BEGIN

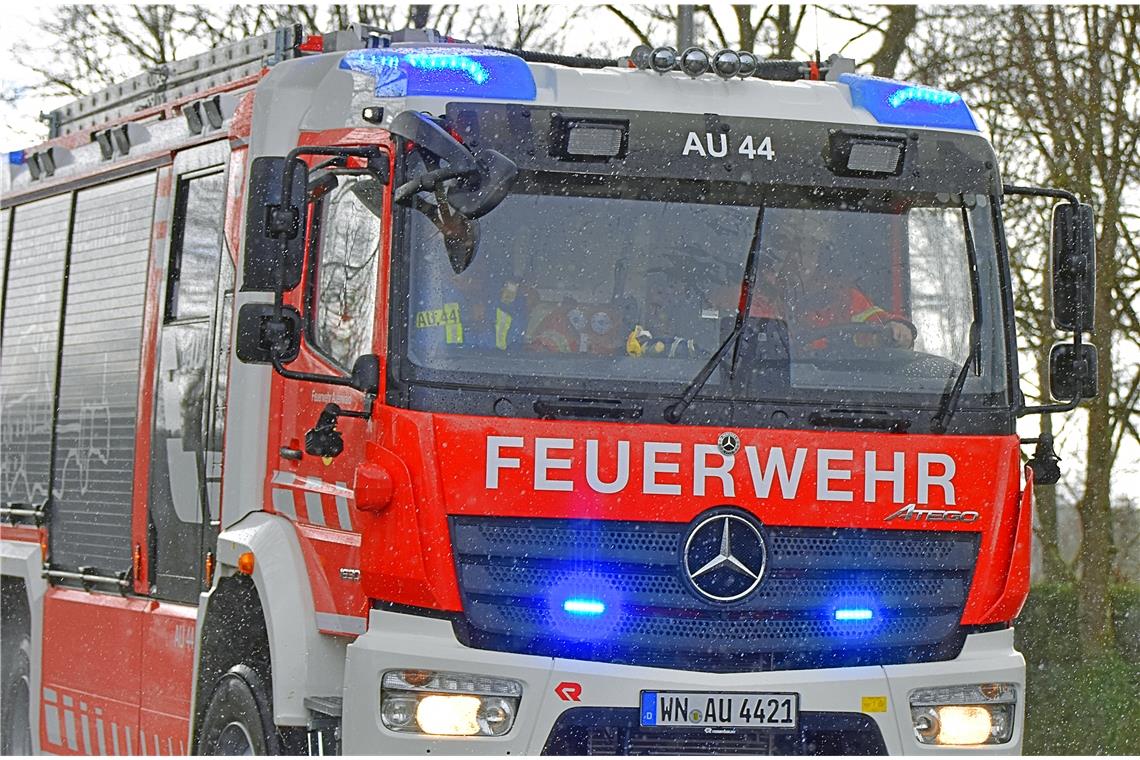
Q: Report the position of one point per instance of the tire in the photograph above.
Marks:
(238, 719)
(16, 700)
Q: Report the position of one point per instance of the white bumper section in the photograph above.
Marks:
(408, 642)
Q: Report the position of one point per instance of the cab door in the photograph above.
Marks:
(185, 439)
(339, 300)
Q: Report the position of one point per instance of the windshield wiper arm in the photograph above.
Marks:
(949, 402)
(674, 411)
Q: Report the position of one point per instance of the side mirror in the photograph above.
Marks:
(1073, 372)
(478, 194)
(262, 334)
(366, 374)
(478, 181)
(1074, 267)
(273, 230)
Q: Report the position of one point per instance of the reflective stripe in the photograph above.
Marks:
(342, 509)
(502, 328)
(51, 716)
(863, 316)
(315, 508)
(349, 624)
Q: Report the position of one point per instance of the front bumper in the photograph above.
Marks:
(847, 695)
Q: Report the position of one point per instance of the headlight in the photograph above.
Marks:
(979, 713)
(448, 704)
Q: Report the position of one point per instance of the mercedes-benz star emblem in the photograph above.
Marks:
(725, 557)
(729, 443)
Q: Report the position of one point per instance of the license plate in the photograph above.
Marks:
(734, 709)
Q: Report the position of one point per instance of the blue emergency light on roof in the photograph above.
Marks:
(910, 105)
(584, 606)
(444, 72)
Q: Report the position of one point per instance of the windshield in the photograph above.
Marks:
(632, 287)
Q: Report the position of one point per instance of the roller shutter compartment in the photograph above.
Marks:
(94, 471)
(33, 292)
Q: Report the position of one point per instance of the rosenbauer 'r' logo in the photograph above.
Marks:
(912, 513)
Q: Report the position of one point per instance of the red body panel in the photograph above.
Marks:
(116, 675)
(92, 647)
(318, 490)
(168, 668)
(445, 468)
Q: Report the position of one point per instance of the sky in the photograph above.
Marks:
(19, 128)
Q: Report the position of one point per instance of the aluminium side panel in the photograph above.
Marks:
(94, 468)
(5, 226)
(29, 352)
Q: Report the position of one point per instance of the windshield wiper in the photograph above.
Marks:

END

EXERCISE GOAL:
Which lines in the records above contain the string "bumper"? Copy each one.

YOUR RESPONSE:
Q: Report the position of one point per instance of the white bumper section in the photograph above.
Q: Report the position of one point per instance of the front bumper in the photograph above.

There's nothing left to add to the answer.